Written instruction: The records below should be written out again, exactly.

## begin

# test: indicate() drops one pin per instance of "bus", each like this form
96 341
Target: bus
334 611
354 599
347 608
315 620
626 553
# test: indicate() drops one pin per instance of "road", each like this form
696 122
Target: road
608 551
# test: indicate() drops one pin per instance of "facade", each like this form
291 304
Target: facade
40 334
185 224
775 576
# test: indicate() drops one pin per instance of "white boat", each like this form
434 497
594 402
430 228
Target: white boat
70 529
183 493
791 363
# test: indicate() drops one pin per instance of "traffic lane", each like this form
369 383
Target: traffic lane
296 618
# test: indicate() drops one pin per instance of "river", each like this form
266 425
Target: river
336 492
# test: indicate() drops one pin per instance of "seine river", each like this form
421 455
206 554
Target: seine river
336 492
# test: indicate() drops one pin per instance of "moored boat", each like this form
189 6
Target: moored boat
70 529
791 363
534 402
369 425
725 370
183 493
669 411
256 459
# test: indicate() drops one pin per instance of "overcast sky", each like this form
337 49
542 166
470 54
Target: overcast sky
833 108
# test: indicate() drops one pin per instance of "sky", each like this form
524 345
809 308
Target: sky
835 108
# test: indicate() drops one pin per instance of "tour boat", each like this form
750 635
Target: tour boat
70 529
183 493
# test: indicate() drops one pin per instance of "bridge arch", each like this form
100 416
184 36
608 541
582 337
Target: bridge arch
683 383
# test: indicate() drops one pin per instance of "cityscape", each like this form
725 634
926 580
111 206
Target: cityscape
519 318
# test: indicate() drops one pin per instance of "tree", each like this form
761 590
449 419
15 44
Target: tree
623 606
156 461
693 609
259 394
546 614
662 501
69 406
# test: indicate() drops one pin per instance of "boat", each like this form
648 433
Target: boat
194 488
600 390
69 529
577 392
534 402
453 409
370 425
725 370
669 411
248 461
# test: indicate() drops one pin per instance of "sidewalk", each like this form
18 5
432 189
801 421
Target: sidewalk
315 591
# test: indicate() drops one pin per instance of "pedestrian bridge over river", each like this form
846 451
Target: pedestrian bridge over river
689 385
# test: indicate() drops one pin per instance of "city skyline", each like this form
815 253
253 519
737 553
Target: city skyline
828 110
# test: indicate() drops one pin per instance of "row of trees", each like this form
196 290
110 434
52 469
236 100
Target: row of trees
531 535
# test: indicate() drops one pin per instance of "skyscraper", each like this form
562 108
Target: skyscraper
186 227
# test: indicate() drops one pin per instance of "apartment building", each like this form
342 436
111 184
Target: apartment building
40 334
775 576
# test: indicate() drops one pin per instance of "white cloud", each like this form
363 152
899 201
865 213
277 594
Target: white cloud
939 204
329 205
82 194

## end

Expected output:
# test: indicate() drops one pin per instance of "bus", each like this form
96 341
Target: bus
334 611
354 599
347 608
315 620
626 553
# test: indicate() drops one pin per instance of "road", each like this form
696 122
Target: road
608 551
# test: indicate() drops one pin per instance of "facade", each like this form
291 304
Target: facade
40 334
185 224
775 576
# test: indicate() drops one pin per instance of "white boat", each like this form
434 497
594 402
430 228
Target: white boat
70 529
183 493
791 363
# test: indicate() drops one pin per instance of "traffic lane", each like this form
369 383
Target: traffic lane
296 618
# test: indicate() drops one pin per instance of "river", each like this form
266 425
Target: river
336 492
# test: indicate() drops one pin per instance of "seine river", each like this form
421 455
206 554
Target: seine river
336 492
# test: indicate() drops one pin per instance of "moored boat", each like this form
189 6
Target: moored boat
70 529
791 363
534 402
369 425
725 370
183 493
669 411
256 459
# test: indicate() drops one pin per instance of "overcast sky", each like this form
337 49
542 166
470 54
Target: overcast sky
833 108
# test: indicate() drops one pin per instance of "sky", each like this form
524 345
809 308
Target: sky
835 108
# test: indicate() drops one pin per instance of "tour boat", each like this form
750 635
Target: tour boat
70 529
183 493
# test: indicate() drops one pin per instance of "bridge arch", each like this form
100 416
184 36
608 541
582 337
Target: bridge arch
683 383
# test: indicate() drops one pin per instance of "cityscape", each like this form
725 634
926 580
111 206
Target: cityscape
519 318
# test: indicate() drops one pin per instance of "tree", each like this form
761 590
449 419
15 44
Target: tree
623 606
156 461
693 609
259 394
546 614
662 501
69 406
# test: indicate() drops one pin per instance of "boat", each like this form
648 433
Target: boat
194 488
600 390
69 529
577 392
534 402
453 409
370 425
725 370
669 411
248 461
# test: indicate() drops one pin per instance of "sidewalk", each like this form
18 5
432 189
801 421
Target: sidewalk
315 591
# test: indicate() drops one pin per instance of "pedestrian bridge over river", each like this form
846 451
Target: pedestrian bridge over river
689 385
# test: indicate() drops one pin per instance of "city skyline", each like this form
815 253
253 519
737 553
Target: city skyline
828 110
# test: indicate() drops one pin per instance of "row of trees", each like this form
196 290
110 434
52 469
236 100
Target: row of trees
531 535
# test: indicate() drops one pin per instance of "skyscraper", each like this form
562 108
Target: skyscraper
186 227
# test: indicate() drops one pin per instance of "apartment building", each like this form
342 436
111 184
Target: apartment building
40 334
775 576
# test: indicate() drops one pin per instance of "white cloud", each like this form
363 152
899 201
865 213
277 594
Target: white cloud
939 204
329 205
82 194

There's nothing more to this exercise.